• **TASK LIST**
a - In the nursing home passage, rewrite the part that opens with the words "Tase them! This" and closes with "in outside enforcement.", changing "alarm bells" to "warning sirens".
b - Please carry the nursing home passage further from its final sentence.

Tase them! This isn’t the first time a nursing home resident has been tased and it won’t be the last. It should cause alarm bells to be clanging in the hearts of everyone caring for an aging loved one. We aren’t given details in the report (I’m waiting for Paul Harvey to fill us in with “the rest of the story”), but it’s very disturbing to think that a professional caregiver felt it necessary to call in outside enforcement.
I’ve been in tough situations with residents. I recall Ann in a dementia care community I managed: she believed herself to be a nurse by day, thought she needed to free fellow residents by night. When our dementia care community’s water pipes sprung a leak and we needed to evacuate residents just after bedtime, Ann seized the opportunity. She attempted to wake her fellow “inmates,” instructing them to “Leave now. Run. Head for the door.” Ann shook her finger at me, inches away from my face, and through gritted teeth called me a whole bunch of nasty names that I will leave to your imagination. I wanted Ann to calm down, but knew that I was the one who needed to take a break, leave the community, and breathe.

• **MATERIAL PROVIDED**
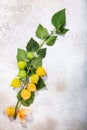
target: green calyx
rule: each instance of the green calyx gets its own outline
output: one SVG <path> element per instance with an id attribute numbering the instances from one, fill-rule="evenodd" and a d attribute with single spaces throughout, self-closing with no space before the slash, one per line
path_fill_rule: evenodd
<path id="1" fill-rule="evenodd" d="M 27 58 L 28 58 L 29 60 L 32 60 L 32 59 L 34 58 L 34 53 L 33 53 L 33 52 L 28 52 Z"/>
<path id="2" fill-rule="evenodd" d="M 25 70 L 20 70 L 18 73 L 18 77 L 24 79 L 27 77 L 27 72 Z"/>

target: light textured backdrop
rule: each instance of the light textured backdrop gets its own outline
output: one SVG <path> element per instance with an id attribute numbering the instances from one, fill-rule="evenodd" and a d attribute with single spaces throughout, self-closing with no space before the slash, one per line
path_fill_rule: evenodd
<path id="1" fill-rule="evenodd" d="M 25 48 L 35 37 L 39 23 L 50 31 L 51 16 L 63 8 L 70 31 L 47 49 L 43 66 L 48 90 L 37 94 L 30 106 L 34 120 L 24 128 L 3 114 L 16 103 L 10 82 L 18 72 L 17 48 Z M 0 1 L 0 130 L 87 130 L 86 26 L 86 0 Z"/>

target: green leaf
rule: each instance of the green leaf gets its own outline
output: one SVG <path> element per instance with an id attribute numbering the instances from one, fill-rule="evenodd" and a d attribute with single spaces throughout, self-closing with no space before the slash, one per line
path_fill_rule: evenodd
<path id="1" fill-rule="evenodd" d="M 65 34 L 69 29 L 64 28 L 63 24 L 60 24 L 60 26 L 56 29 L 57 34 Z"/>
<path id="2" fill-rule="evenodd" d="M 41 24 L 36 29 L 36 36 L 40 39 L 44 39 L 48 36 L 48 31 L 46 28 L 44 28 Z"/>
<path id="3" fill-rule="evenodd" d="M 39 48 L 39 44 L 33 38 L 31 38 L 26 46 L 27 51 L 36 52 L 38 48 Z"/>
<path id="4" fill-rule="evenodd" d="M 52 46 L 55 44 L 56 39 L 57 39 L 57 36 L 49 36 L 49 38 L 46 40 L 46 44 L 48 46 Z"/>
<path id="5" fill-rule="evenodd" d="M 31 61 L 31 65 L 37 69 L 39 66 L 42 66 L 42 59 L 41 58 L 34 58 L 32 61 Z"/>
<path id="6" fill-rule="evenodd" d="M 18 92 L 18 94 L 17 94 L 17 99 L 18 99 L 19 101 L 22 100 L 22 98 L 21 98 L 21 91 Z"/>
<path id="7" fill-rule="evenodd" d="M 34 97 L 35 97 L 35 94 L 31 93 L 31 97 L 29 99 L 21 101 L 22 105 L 30 106 L 33 103 L 33 101 L 34 101 Z"/>
<path id="8" fill-rule="evenodd" d="M 37 90 L 40 90 L 40 89 L 44 88 L 45 86 L 46 86 L 46 85 L 45 85 L 43 79 L 42 79 L 42 78 L 39 78 L 39 81 L 38 81 L 38 83 L 37 83 L 37 85 L 36 85 Z"/>
<path id="9" fill-rule="evenodd" d="M 61 23 L 63 25 L 66 24 L 66 15 L 65 15 L 65 9 L 60 10 L 59 12 L 55 13 L 51 19 L 52 24 L 55 26 L 55 28 L 59 28 Z"/>
<path id="10" fill-rule="evenodd" d="M 37 54 L 40 58 L 44 58 L 46 56 L 46 48 L 40 49 Z"/>
<path id="11" fill-rule="evenodd" d="M 28 62 L 28 58 L 27 58 L 27 51 L 18 48 L 17 51 L 17 61 L 25 61 Z"/>
<path id="12" fill-rule="evenodd" d="M 31 70 L 29 71 L 28 75 L 31 76 L 32 74 L 36 73 L 36 69 L 31 68 Z"/>

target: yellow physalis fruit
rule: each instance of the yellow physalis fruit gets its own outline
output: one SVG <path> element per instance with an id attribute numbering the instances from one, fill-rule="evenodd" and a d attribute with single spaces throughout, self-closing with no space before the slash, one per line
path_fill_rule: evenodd
<path id="1" fill-rule="evenodd" d="M 39 80 L 39 76 L 37 74 L 33 74 L 33 75 L 30 76 L 30 82 L 31 83 L 37 84 L 38 80 Z"/>
<path id="2" fill-rule="evenodd" d="M 8 107 L 5 112 L 8 115 L 8 117 L 13 117 L 14 114 L 15 114 L 15 108 L 14 107 Z"/>
<path id="3" fill-rule="evenodd" d="M 14 78 L 11 82 L 13 88 L 18 88 L 21 86 L 21 81 L 18 78 Z"/>
<path id="4" fill-rule="evenodd" d="M 18 62 L 18 68 L 19 68 L 20 70 L 25 69 L 26 66 L 27 66 L 27 63 L 26 63 L 25 61 L 19 61 L 19 62 Z"/>
<path id="5" fill-rule="evenodd" d="M 23 89 L 21 91 L 21 97 L 23 98 L 23 100 L 27 100 L 31 97 L 31 92 L 28 89 Z"/>
<path id="6" fill-rule="evenodd" d="M 21 121 L 21 122 L 25 122 L 26 121 L 26 116 L 28 116 L 29 114 L 31 113 L 30 110 L 28 109 L 20 109 L 17 113 L 17 116 L 18 116 L 18 119 Z"/>
<path id="7" fill-rule="evenodd" d="M 30 90 L 31 92 L 35 92 L 36 91 L 36 85 L 33 83 L 29 83 L 27 85 L 27 89 Z"/>
<path id="8" fill-rule="evenodd" d="M 37 70 L 36 70 L 36 74 L 38 76 L 45 76 L 46 75 L 46 71 L 43 67 L 38 67 Z"/>

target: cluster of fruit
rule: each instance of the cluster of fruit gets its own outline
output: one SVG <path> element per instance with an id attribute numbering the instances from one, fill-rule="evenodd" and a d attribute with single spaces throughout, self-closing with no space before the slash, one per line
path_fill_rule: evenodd
<path id="1" fill-rule="evenodd" d="M 54 29 L 49 33 L 48 30 L 39 24 L 36 29 L 36 37 L 41 40 L 39 44 L 33 38 L 29 40 L 26 50 L 18 48 L 17 66 L 19 72 L 16 78 L 11 82 L 14 89 L 20 88 L 17 94 L 17 104 L 6 109 L 8 117 L 18 116 L 21 121 L 25 120 L 30 111 L 20 108 L 20 105 L 30 106 L 35 97 L 35 92 L 45 87 L 43 76 L 46 76 L 46 71 L 42 67 L 42 60 L 46 56 L 46 48 L 43 45 L 52 46 L 57 40 L 57 36 L 65 34 L 68 29 L 66 25 L 65 9 L 60 10 L 52 16 L 51 23 Z"/>

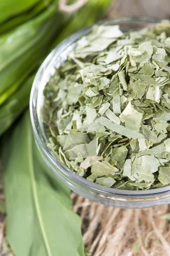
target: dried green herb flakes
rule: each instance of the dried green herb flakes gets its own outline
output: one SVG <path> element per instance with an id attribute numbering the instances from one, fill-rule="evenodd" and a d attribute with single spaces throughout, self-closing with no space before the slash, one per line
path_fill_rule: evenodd
<path id="1" fill-rule="evenodd" d="M 95 25 L 56 70 L 41 114 L 71 170 L 109 187 L 170 184 L 170 34 Z"/>

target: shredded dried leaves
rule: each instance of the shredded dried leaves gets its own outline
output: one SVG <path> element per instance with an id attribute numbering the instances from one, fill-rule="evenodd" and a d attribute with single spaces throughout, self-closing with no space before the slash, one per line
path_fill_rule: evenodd
<path id="1" fill-rule="evenodd" d="M 170 184 L 170 23 L 94 26 L 51 77 L 41 114 L 48 146 L 88 180 Z"/>

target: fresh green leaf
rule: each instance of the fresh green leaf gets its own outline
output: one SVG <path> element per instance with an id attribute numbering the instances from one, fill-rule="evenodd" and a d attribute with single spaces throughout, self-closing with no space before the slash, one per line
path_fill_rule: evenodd
<path id="1" fill-rule="evenodd" d="M 6 233 L 15 254 L 84 256 L 81 221 L 72 211 L 70 191 L 38 152 L 28 112 L 5 142 Z"/>

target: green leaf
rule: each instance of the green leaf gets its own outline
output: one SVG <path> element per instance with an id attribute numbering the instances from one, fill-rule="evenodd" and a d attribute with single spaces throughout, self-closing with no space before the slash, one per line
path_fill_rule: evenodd
<path id="1" fill-rule="evenodd" d="M 6 233 L 15 255 L 84 256 L 81 220 L 72 211 L 70 191 L 42 158 L 28 112 L 4 141 Z"/>
<path id="2" fill-rule="evenodd" d="M 97 177 L 101 177 L 108 174 L 113 175 L 118 170 L 118 169 L 112 166 L 106 161 L 102 162 L 97 161 L 92 165 L 91 167 L 91 173 L 96 174 Z"/>
<path id="3" fill-rule="evenodd" d="M 6 207 L 4 200 L 0 200 L 0 212 L 5 213 L 6 212 Z"/>
<path id="4" fill-rule="evenodd" d="M 170 183 L 170 167 L 160 167 L 158 179 L 163 185 Z"/>

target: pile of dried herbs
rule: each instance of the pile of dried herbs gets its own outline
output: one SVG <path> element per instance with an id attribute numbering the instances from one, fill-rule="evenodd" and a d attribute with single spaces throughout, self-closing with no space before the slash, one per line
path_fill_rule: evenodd
<path id="1" fill-rule="evenodd" d="M 170 23 L 93 26 L 46 84 L 49 147 L 88 180 L 128 190 L 170 183 Z"/>

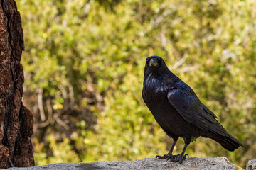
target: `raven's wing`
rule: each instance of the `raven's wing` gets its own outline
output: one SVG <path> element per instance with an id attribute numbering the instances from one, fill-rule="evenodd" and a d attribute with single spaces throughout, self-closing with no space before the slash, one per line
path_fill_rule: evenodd
<path id="1" fill-rule="evenodd" d="M 217 117 L 188 88 L 174 88 L 168 92 L 168 100 L 187 122 L 203 130 L 209 123 L 215 123 Z"/>

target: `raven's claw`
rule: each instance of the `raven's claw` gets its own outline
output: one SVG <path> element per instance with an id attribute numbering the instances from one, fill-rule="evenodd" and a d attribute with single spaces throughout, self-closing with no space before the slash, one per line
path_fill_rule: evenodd
<path id="1" fill-rule="evenodd" d="M 188 156 L 188 154 L 186 154 L 185 155 L 181 155 L 181 154 L 177 154 L 177 155 L 171 155 L 171 157 L 169 157 L 167 158 L 167 161 L 170 160 L 171 162 L 178 162 L 180 164 L 182 164 L 182 162 L 183 160 L 186 159 L 186 157 Z"/>

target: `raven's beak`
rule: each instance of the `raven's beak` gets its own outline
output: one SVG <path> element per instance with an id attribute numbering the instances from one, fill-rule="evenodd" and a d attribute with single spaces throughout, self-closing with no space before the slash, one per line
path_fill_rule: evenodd
<path id="1" fill-rule="evenodd" d="M 154 67 L 159 67 L 159 64 L 158 63 L 158 60 L 156 58 L 151 58 L 149 60 L 149 67 L 154 66 Z"/>

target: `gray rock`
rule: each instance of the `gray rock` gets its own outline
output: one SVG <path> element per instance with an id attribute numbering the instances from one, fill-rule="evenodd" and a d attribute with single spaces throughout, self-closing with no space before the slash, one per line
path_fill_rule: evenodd
<path id="1" fill-rule="evenodd" d="M 246 165 L 246 170 L 256 170 L 256 159 L 250 160 Z"/>
<path id="2" fill-rule="evenodd" d="M 8 170 L 100 170 L 100 169 L 233 169 L 235 168 L 226 157 L 189 157 L 181 165 L 166 159 L 145 158 L 135 161 L 96 162 L 92 163 L 59 163 L 28 168 L 9 168 Z"/>

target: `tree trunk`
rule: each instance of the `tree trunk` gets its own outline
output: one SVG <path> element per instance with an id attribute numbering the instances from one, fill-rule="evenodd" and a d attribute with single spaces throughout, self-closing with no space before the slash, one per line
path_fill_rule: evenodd
<path id="1" fill-rule="evenodd" d="M 14 0 L 0 0 L 0 169 L 34 166 L 33 115 L 22 103 L 24 50 Z"/>

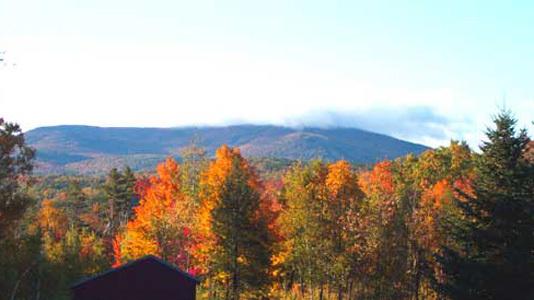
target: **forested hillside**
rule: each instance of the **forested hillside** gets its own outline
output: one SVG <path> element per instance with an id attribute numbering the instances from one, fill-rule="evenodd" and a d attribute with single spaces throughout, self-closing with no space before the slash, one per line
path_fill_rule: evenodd
<path id="1" fill-rule="evenodd" d="M 480 152 L 453 141 L 369 168 L 251 163 L 223 144 L 151 172 L 35 176 L 20 128 L 0 119 L 0 134 L 0 299 L 69 299 L 72 283 L 147 254 L 199 278 L 199 299 L 534 296 L 533 148 L 509 112 Z M 33 143 L 56 149 L 62 134 Z M 126 151 L 85 137 L 67 150 Z"/>
<path id="2" fill-rule="evenodd" d="M 168 155 L 192 142 L 209 156 L 222 144 L 239 147 L 247 158 L 371 163 L 419 154 L 425 146 L 353 128 L 240 125 L 185 128 L 41 127 L 26 133 L 37 151 L 37 172 L 104 174 L 113 167 L 153 170 Z"/>

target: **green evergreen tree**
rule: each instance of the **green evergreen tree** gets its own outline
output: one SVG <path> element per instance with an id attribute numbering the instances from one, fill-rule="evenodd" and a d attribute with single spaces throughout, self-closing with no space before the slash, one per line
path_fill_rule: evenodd
<path id="1" fill-rule="evenodd" d="M 126 167 L 121 173 L 113 168 L 104 184 L 104 191 L 108 199 L 108 225 L 106 233 L 114 235 L 116 231 L 125 226 L 132 213 L 135 197 L 135 175 Z"/>
<path id="2" fill-rule="evenodd" d="M 34 156 L 19 125 L 0 118 L 0 241 L 30 204 L 23 179 L 31 174 Z"/>
<path id="3" fill-rule="evenodd" d="M 534 299 L 534 166 L 529 138 L 509 112 L 481 146 L 474 196 L 457 199 L 447 227 L 455 246 L 438 257 L 440 290 L 452 299 Z"/>

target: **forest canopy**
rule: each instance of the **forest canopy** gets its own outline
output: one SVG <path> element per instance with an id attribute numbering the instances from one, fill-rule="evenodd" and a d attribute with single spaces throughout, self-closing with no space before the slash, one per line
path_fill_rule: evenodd
<path id="1" fill-rule="evenodd" d="M 0 299 L 69 299 L 147 254 L 201 299 L 533 299 L 533 142 L 507 111 L 486 136 L 368 167 L 192 145 L 153 172 L 34 176 L 0 119 Z"/>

• **EXPECTED OUTPUTS**
a -
Tase them! This isn’t the first time a nursing home resident has been tased and it won’t be the last. It should cause warning sirens to be clanging in the hearts of everyone caring for an aging loved one. We aren’t given details in the report (I’m waiting for Paul Harvey to fill us in with “the rest of the story”), but it’s very disturbing to think that a professional caregiver felt it necessary to call in outside enforcement.

b -
Working in a nursing home, an assisted living community, and especially with people who suffer from diseases that cause dementia is exhausting. Not only do professional caregivers deal with repetitive questions, but they can also be subjected to fits of mind-boggling anger. We must put ourselves into the reality of the other person. If we can’t, then ask a colleague to step in. But it’s unfair to call local police, who have little, if any, training in redirecting older adults who are acting out symptoms of their disease.
We must—simply must—become better educated about all things aging. Did the staff understand Zheng Diao and why he was holding a scissors to his throat? Was this common behavior or a significant change in his personality? How had he been cared for in the past? A thorough list of questions needs to be addressed before we better understand why this situation could not be handled by a professionally trained staff.
The Star Tribune reported that both attorney Mark Kosieradzk and Joe Rodrigues, president of the National Association of State Long-Term Care Ombudsman Programs, have never heard of a resident being tased. They are ill informed. It happened in Peru, California, when an officer tased a man with Alzheimer’s who had become combative. I addressed this incident in my interview with trainer Pam Brammann, where we discussed the benefits of a well-trained staff.
The two tasing incidents (of which I am aware) may be rare. I can only hope. Let this be yet another wake-up call for a global understanding and continuing conversation about all things aging. Behaviors are symptoms of someone’s disease being acted out. When we learn what these symptoms are and how they can manifest, we are then equipped to handle these outbursts without the need of tasers.